### [INFORMATION PROVIDED]
^^^^^^^^
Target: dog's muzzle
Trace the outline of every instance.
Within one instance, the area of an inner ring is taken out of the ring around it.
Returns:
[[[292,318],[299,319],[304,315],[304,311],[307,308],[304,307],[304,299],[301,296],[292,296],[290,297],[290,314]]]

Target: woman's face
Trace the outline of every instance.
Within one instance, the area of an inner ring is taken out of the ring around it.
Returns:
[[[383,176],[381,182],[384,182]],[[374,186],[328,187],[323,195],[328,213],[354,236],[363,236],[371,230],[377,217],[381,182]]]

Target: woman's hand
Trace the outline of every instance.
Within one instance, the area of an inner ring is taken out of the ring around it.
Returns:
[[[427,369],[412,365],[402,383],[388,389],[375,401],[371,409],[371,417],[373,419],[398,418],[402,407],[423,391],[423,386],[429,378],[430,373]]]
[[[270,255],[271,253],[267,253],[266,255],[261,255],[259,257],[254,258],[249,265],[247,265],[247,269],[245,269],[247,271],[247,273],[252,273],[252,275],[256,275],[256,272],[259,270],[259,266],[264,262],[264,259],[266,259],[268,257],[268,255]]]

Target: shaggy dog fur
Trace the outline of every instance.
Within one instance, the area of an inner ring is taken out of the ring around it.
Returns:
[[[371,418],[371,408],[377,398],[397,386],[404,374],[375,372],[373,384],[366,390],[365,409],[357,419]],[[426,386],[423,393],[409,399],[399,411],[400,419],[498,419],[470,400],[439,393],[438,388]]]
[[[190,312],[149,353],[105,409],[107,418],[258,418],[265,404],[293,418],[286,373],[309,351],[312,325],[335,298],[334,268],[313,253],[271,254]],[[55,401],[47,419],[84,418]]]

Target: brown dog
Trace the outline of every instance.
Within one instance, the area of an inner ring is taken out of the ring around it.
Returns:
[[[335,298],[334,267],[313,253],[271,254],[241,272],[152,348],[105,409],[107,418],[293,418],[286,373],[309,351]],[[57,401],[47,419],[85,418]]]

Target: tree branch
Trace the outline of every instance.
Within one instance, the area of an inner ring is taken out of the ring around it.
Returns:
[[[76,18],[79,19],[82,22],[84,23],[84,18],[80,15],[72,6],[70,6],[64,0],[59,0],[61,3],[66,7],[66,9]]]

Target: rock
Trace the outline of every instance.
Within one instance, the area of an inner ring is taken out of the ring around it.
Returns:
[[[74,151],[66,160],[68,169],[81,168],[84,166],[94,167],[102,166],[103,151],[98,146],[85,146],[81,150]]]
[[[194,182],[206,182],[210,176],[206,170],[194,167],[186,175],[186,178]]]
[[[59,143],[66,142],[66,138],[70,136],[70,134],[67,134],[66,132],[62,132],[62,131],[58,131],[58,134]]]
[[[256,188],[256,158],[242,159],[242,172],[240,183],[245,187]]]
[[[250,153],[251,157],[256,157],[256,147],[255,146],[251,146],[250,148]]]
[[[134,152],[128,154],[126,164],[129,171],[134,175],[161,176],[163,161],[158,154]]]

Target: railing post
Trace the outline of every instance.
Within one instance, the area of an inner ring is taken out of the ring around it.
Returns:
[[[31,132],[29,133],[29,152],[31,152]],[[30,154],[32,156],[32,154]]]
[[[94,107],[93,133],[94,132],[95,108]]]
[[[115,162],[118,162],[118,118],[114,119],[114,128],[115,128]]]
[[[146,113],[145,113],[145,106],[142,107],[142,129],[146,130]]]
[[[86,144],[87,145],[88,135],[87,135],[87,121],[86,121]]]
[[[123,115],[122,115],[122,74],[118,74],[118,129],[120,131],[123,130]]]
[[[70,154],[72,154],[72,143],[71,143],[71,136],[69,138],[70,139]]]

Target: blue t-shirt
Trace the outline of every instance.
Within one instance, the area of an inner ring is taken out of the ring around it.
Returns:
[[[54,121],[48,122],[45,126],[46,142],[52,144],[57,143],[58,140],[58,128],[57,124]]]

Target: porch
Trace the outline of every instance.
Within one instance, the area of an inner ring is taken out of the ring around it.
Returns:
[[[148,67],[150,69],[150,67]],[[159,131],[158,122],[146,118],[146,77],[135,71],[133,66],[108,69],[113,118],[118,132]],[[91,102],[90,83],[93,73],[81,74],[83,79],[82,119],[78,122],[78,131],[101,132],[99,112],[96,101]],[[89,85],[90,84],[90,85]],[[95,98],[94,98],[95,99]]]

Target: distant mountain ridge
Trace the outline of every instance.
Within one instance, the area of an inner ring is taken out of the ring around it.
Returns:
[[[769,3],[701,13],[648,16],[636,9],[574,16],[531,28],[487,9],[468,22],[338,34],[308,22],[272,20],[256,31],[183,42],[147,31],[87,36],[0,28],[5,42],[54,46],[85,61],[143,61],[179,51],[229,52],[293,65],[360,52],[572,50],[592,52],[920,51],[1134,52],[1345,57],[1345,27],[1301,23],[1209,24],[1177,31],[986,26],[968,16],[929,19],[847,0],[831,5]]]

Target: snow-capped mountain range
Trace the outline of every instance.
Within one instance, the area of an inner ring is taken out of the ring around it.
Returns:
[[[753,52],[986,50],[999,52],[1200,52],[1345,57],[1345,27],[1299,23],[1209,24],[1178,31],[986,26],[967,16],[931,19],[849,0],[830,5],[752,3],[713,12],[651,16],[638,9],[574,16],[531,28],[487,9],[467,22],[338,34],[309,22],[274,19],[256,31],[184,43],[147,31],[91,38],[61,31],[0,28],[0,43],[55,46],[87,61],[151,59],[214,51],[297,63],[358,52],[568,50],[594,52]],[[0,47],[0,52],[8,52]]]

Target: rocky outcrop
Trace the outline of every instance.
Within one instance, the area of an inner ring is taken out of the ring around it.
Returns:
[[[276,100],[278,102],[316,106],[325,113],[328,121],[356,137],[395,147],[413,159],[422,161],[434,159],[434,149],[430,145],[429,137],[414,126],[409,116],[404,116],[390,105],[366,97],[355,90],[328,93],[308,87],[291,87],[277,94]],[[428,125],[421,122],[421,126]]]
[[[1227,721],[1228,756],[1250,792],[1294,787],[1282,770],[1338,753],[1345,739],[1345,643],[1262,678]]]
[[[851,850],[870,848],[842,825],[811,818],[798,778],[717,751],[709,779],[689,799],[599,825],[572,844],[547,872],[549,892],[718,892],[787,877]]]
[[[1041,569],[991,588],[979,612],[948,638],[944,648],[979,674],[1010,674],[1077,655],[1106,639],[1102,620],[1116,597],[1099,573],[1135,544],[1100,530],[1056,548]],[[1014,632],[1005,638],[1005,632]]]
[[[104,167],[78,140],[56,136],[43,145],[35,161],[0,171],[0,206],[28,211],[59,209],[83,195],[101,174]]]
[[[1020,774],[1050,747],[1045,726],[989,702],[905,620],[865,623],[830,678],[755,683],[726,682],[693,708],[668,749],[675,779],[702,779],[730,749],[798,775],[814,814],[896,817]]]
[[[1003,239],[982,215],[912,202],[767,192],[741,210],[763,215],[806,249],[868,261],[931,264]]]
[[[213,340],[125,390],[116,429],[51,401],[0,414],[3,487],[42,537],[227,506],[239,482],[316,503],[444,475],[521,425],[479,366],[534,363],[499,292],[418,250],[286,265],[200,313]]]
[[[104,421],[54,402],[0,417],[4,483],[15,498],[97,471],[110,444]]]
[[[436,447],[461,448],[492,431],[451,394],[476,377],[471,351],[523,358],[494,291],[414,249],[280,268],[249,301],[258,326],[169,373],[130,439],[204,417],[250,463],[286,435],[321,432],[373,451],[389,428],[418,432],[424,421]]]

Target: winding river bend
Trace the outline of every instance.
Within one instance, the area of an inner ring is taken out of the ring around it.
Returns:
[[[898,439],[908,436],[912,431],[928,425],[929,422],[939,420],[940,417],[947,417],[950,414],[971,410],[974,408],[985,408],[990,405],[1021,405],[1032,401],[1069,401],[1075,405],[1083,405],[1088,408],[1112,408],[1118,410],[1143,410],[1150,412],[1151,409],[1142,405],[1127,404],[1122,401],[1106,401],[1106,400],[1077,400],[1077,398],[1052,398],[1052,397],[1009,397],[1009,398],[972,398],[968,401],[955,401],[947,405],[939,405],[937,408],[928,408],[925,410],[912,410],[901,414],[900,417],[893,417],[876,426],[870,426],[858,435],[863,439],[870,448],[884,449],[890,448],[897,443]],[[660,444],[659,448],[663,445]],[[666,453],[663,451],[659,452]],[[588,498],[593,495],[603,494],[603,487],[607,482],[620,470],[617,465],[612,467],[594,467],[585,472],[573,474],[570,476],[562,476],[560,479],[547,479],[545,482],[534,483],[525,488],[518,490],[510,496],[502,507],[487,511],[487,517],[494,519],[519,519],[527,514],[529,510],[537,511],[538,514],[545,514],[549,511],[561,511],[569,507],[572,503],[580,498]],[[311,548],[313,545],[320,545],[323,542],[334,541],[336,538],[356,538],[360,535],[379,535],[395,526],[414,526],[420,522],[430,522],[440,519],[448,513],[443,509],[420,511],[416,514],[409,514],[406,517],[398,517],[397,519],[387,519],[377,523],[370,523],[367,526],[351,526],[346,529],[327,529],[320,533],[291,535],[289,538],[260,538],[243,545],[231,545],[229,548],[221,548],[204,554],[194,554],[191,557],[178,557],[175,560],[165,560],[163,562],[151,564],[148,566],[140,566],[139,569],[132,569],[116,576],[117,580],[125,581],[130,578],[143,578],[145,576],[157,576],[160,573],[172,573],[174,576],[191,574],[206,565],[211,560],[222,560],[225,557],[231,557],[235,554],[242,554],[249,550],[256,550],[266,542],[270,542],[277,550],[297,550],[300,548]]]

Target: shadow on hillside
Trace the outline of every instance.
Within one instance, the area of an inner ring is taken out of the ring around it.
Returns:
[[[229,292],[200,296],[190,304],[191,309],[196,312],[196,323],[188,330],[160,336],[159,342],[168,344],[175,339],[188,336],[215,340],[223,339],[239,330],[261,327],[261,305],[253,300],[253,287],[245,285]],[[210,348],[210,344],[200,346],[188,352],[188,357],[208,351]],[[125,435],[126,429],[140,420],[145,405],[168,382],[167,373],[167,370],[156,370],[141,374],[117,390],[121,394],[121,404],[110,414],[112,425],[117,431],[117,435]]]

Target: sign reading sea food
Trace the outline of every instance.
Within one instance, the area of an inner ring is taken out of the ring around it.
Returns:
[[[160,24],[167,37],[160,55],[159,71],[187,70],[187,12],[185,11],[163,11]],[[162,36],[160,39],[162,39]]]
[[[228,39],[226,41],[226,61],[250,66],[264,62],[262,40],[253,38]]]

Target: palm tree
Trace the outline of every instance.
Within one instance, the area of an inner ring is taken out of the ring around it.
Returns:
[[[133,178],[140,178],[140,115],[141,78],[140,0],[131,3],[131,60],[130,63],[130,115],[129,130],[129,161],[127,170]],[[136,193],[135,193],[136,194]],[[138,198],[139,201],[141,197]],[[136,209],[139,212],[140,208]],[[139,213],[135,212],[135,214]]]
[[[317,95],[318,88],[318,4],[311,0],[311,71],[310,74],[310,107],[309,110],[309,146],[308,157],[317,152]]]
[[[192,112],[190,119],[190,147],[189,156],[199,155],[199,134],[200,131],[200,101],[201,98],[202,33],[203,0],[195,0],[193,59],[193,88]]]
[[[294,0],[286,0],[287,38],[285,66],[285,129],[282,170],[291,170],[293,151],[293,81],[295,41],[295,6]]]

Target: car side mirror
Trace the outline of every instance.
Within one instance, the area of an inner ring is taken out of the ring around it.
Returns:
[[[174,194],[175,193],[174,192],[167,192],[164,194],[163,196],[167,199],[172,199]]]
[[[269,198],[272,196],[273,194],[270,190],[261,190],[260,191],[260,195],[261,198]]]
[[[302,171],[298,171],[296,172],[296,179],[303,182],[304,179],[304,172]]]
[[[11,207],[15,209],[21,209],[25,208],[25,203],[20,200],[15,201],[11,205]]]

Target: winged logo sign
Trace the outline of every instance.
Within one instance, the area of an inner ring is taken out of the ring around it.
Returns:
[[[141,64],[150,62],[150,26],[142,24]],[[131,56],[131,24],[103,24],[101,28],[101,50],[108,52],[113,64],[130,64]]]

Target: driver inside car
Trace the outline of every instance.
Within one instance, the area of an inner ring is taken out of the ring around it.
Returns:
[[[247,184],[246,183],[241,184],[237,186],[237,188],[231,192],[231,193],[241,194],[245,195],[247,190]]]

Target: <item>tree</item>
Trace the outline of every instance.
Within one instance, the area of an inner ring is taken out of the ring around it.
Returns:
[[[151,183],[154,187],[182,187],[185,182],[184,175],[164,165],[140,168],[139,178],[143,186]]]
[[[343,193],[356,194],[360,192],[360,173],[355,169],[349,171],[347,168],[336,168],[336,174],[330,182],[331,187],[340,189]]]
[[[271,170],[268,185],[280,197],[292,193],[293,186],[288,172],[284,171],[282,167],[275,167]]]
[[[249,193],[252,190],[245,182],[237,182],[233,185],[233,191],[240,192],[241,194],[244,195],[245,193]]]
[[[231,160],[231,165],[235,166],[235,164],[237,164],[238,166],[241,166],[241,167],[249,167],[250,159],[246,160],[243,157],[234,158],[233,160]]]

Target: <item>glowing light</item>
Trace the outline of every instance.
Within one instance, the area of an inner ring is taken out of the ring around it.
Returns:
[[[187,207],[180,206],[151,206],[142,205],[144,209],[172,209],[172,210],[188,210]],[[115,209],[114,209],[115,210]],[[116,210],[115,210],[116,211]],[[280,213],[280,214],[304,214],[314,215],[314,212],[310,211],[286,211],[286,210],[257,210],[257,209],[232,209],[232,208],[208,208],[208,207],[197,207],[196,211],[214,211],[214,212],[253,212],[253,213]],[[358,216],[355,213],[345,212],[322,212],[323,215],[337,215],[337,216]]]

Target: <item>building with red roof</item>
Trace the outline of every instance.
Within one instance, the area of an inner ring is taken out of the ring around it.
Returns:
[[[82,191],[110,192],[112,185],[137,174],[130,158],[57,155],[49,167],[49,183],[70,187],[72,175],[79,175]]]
^^^^^^^^
### [WHAT IS EXPECTED]
Repeat only the stretch of lines that opens with the line containing "Target: <item>building with red roof</item>" and closes with the final line of the entries, both included, exactly as written.

### [OUTPUT]
Target: <item>building with red roof</item>
Trace the outline of every instance.
Within one instance, the area of an inner ring is taken out of the ring around it.
Returns:
[[[82,191],[110,192],[112,185],[137,174],[130,158],[57,155],[49,167],[49,183],[70,187],[72,175],[79,175]]]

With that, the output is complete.